▶ **TASK OBJECTIVE**: The listing should be printed again without a single change.

▶ **MATERIAL PROVIDED**:
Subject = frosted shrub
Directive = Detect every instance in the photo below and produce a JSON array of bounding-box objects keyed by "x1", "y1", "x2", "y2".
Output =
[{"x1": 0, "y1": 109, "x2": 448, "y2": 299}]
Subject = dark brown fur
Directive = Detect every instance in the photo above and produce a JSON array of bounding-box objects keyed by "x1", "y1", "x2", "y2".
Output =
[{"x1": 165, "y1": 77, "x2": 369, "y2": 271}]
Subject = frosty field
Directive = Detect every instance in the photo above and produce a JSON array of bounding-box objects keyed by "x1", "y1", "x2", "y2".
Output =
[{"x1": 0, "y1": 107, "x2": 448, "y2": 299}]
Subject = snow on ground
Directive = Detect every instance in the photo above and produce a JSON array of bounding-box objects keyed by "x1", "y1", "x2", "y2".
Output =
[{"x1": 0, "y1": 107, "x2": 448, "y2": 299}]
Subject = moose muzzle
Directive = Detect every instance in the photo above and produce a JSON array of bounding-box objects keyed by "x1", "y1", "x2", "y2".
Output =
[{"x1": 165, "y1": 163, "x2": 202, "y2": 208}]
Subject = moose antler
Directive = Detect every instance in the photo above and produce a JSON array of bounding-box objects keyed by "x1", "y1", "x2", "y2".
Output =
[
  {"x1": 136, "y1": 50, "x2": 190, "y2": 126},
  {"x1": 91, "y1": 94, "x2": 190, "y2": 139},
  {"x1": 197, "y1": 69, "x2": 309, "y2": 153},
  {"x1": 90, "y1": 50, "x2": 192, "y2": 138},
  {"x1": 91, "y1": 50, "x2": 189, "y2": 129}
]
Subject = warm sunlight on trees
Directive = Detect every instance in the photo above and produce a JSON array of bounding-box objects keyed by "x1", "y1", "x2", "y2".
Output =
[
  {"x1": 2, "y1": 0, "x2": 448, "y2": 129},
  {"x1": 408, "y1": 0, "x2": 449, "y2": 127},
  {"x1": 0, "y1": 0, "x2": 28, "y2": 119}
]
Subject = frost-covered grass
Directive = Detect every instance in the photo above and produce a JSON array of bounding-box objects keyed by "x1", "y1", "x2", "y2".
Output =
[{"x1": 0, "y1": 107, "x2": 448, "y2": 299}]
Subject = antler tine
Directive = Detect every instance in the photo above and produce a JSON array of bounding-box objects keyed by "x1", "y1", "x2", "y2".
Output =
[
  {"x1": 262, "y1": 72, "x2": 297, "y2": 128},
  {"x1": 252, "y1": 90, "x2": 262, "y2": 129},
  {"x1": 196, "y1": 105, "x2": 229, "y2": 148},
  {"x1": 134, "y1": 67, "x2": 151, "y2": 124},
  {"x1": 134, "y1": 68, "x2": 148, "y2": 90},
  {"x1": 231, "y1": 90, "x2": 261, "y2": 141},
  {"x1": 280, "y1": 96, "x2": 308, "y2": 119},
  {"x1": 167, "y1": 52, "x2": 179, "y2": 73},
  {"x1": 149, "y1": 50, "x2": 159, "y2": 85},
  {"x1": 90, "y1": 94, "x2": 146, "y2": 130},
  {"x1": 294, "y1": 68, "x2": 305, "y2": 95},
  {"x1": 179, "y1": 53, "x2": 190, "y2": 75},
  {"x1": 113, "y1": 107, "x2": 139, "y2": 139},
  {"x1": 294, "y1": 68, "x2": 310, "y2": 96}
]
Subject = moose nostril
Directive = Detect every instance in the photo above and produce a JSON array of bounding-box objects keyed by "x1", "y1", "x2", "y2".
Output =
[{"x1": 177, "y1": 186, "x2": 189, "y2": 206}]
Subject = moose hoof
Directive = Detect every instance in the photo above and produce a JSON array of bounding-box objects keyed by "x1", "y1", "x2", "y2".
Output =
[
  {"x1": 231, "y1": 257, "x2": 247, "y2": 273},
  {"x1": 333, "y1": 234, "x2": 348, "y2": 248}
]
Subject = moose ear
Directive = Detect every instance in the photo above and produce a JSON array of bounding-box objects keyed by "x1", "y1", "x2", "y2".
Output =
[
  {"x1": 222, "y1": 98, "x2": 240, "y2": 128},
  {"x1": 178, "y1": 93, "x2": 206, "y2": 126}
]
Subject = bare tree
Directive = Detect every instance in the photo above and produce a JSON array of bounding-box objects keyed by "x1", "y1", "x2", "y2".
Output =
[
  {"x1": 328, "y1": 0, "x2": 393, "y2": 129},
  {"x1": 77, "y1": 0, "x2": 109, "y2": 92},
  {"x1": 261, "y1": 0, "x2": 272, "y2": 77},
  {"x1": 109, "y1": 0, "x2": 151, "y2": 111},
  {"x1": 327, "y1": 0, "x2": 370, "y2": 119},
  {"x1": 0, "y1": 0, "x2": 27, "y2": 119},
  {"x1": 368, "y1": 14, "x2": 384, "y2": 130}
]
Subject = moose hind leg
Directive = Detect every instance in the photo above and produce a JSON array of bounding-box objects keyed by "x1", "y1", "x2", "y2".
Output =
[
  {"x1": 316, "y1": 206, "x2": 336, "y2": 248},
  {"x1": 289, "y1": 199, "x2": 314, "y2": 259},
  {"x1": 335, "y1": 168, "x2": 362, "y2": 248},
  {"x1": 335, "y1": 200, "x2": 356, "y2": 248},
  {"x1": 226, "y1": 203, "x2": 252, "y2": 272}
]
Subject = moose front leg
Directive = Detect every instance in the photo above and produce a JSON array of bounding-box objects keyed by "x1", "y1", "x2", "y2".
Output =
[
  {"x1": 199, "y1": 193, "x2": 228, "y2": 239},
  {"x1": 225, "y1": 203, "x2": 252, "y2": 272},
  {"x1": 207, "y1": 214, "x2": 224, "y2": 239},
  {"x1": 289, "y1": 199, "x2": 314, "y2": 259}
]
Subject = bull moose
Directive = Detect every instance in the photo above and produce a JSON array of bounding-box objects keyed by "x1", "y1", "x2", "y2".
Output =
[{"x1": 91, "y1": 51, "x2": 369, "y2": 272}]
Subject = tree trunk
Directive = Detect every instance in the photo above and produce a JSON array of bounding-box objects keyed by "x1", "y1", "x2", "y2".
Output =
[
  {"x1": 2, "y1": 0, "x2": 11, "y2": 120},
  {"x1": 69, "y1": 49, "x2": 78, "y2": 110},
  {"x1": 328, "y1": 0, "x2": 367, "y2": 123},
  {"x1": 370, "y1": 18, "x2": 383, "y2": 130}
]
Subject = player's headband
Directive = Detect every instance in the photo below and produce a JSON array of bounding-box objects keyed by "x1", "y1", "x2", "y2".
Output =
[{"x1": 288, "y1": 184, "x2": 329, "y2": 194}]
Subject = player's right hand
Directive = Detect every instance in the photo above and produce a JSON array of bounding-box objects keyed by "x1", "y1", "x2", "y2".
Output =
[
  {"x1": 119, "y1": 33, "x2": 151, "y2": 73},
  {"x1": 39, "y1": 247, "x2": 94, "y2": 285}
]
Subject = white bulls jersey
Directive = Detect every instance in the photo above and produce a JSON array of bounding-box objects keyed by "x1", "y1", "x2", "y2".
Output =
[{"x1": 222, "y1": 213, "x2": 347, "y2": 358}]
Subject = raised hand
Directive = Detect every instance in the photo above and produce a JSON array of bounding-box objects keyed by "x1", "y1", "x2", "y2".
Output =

▶ **WRITTEN ANSWER**:
Subject = frosted shrub
Directive = Detect every instance in the photo below and produce a JSON array of bounding-box objects keyed by "x1", "y1", "x2", "y2".
Output =
[{"x1": 0, "y1": 109, "x2": 448, "y2": 299}]
Subject = dark brown fur
Directive = Detect every instance in the photo above and produce a JSON array of bounding-box objects keyed by "x1", "y1", "x2", "y2".
Output =
[{"x1": 165, "y1": 77, "x2": 369, "y2": 271}]
Subject = frosty field
Directive = Detect every instance in the photo above and produce a JSON array of bounding-box objects keyed by "x1", "y1", "x2", "y2".
Output =
[{"x1": 0, "y1": 107, "x2": 448, "y2": 299}]
Subject = snow on ground
Directive = Detect every instance in the photo above and produce a JSON array of bounding-box objects keyed by "x1", "y1", "x2", "y2".
Output =
[{"x1": 0, "y1": 107, "x2": 448, "y2": 299}]
Subject = moose muzzle
Directive = Detect every instance in the photo above and produce a JSON array of bounding-box objects keyed by "x1", "y1", "x2", "y2".
Output =
[{"x1": 165, "y1": 163, "x2": 202, "y2": 208}]
Subject = moose antler
Directive = Detect every instance in the photo above and produce a JSON array of bounding-box objects keyed by "x1", "y1", "x2", "y2".
Output =
[
  {"x1": 136, "y1": 50, "x2": 190, "y2": 126},
  {"x1": 91, "y1": 94, "x2": 190, "y2": 139},
  {"x1": 197, "y1": 69, "x2": 309, "y2": 153},
  {"x1": 90, "y1": 50, "x2": 192, "y2": 138},
  {"x1": 91, "y1": 50, "x2": 189, "y2": 129}
]
Subject = warm sunlight on trees
Directive = Detect every instance in the photo above and produce a JSON array of bounding-box objects keyed by "x1", "y1", "x2", "y2".
Output =
[
  {"x1": 2, "y1": 0, "x2": 448, "y2": 129},
  {"x1": 408, "y1": 0, "x2": 449, "y2": 127},
  {"x1": 0, "y1": 0, "x2": 28, "y2": 119}
]
Subject = frost-covered grass
Directive = Detect every instance in the photo above and produce a JSON array of bounding-box objects keyed by "x1", "y1", "x2", "y2".
Output =
[{"x1": 0, "y1": 107, "x2": 448, "y2": 299}]
Subject = antler tine
Directive = Detect every instance in the photo above and produce a JSON array of bounding-box objects keyed by "x1", "y1", "x2", "y2".
Output =
[
  {"x1": 262, "y1": 72, "x2": 297, "y2": 128},
  {"x1": 252, "y1": 90, "x2": 262, "y2": 129},
  {"x1": 196, "y1": 105, "x2": 229, "y2": 148},
  {"x1": 134, "y1": 67, "x2": 151, "y2": 124},
  {"x1": 134, "y1": 68, "x2": 148, "y2": 90},
  {"x1": 231, "y1": 90, "x2": 261, "y2": 141},
  {"x1": 280, "y1": 96, "x2": 308, "y2": 119},
  {"x1": 167, "y1": 52, "x2": 179, "y2": 73},
  {"x1": 149, "y1": 50, "x2": 159, "y2": 85},
  {"x1": 90, "y1": 94, "x2": 146, "y2": 130},
  {"x1": 294, "y1": 68, "x2": 305, "y2": 95},
  {"x1": 179, "y1": 53, "x2": 190, "y2": 75},
  {"x1": 113, "y1": 107, "x2": 139, "y2": 139},
  {"x1": 294, "y1": 68, "x2": 310, "y2": 96}
]
Subject = moose nostril
Directive = Detect every instance in the photo above and produce a JSON array of bounding-box objects keyed by "x1", "y1", "x2", "y2".
Output =
[{"x1": 177, "y1": 186, "x2": 189, "y2": 206}]
Subject = moose hoof
Directive = Detect every instance in the photo above and produce a JSON array of bounding-box objects keyed by "x1", "y1", "x2", "y2".
Output =
[
  {"x1": 231, "y1": 257, "x2": 247, "y2": 273},
  {"x1": 333, "y1": 234, "x2": 348, "y2": 248}
]
Subject = moose ear
Directive = Detect every instance in the photo above and produce a JSON array of bounding-box objects keyed by "x1", "y1", "x2", "y2".
Output =
[
  {"x1": 222, "y1": 98, "x2": 240, "y2": 128},
  {"x1": 178, "y1": 93, "x2": 206, "y2": 126}
]
Subject = bare tree
Directive = Detect every instance in the photo above and produce a JSON array of bounding-box objects keyed by "x1", "y1", "x2", "y2".
Output =
[
  {"x1": 328, "y1": 0, "x2": 393, "y2": 129},
  {"x1": 77, "y1": 0, "x2": 109, "y2": 92},
  {"x1": 261, "y1": 0, "x2": 272, "y2": 77},
  {"x1": 109, "y1": 0, "x2": 151, "y2": 111},
  {"x1": 327, "y1": 0, "x2": 370, "y2": 119},
  {"x1": 0, "y1": 0, "x2": 27, "y2": 119},
  {"x1": 368, "y1": 14, "x2": 384, "y2": 130}
]
Subject = moose hind leg
Directive = Detect every instance in the photo above and produce a JSON array of bounding-box objects keyed by "x1", "y1", "x2", "y2".
Output =
[
  {"x1": 316, "y1": 206, "x2": 336, "y2": 248},
  {"x1": 289, "y1": 199, "x2": 314, "y2": 259},
  {"x1": 335, "y1": 168, "x2": 362, "y2": 248},
  {"x1": 335, "y1": 200, "x2": 356, "y2": 248},
  {"x1": 226, "y1": 203, "x2": 252, "y2": 272}
]
Subject = moose front leg
Directive = Detect every instance in the photo above and produce a JSON array of bounding-box objects keyed by "x1", "y1", "x2", "y2".
Output =
[
  {"x1": 199, "y1": 193, "x2": 228, "y2": 239},
  {"x1": 225, "y1": 203, "x2": 252, "y2": 272},
  {"x1": 207, "y1": 214, "x2": 224, "y2": 239},
  {"x1": 289, "y1": 199, "x2": 314, "y2": 259}
]
Subject = bull moose
Directive = Detect every instance in the photo above and produce a JSON array of bounding-box objects keyed by "x1", "y1", "x2", "y2".
Output =
[{"x1": 91, "y1": 51, "x2": 369, "y2": 272}]
Subject = tree trunk
Directive = Detect every instance in the photo above and produce a JSON array of bounding-box objects keyed by "x1", "y1", "x2", "y2".
Output =
[
  {"x1": 2, "y1": 0, "x2": 11, "y2": 120},
  {"x1": 69, "y1": 49, "x2": 78, "y2": 110},
  {"x1": 328, "y1": 0, "x2": 367, "y2": 123},
  {"x1": 370, "y1": 18, "x2": 383, "y2": 130}
]
Subject = player's headband
Directive = Detect every instance in the photo below and produce a JSON array of bounding-box objects keyed by "x1", "y1", "x2", "y2".
Output =
[{"x1": 288, "y1": 184, "x2": 329, "y2": 194}]
Subject = player's right hand
Directive = Detect every instance in the photo above and produce a JSON array of bounding-box objects keyed by "x1", "y1", "x2", "y2".
Output =
[
  {"x1": 119, "y1": 33, "x2": 151, "y2": 73},
  {"x1": 39, "y1": 247, "x2": 94, "y2": 285}
]
Subject = white bulls jersey
Directive = Detect every instance in the photo above and produce a JSON array of bounding-box objects keyed by "x1", "y1", "x2", "y2".
Output =
[{"x1": 222, "y1": 213, "x2": 347, "y2": 358}]
Subject = raised hand
Directive = Detect every instance in the photo above and produce a JSON array of bounding-box objects keyed by "x1", "y1", "x2", "y2".
Output =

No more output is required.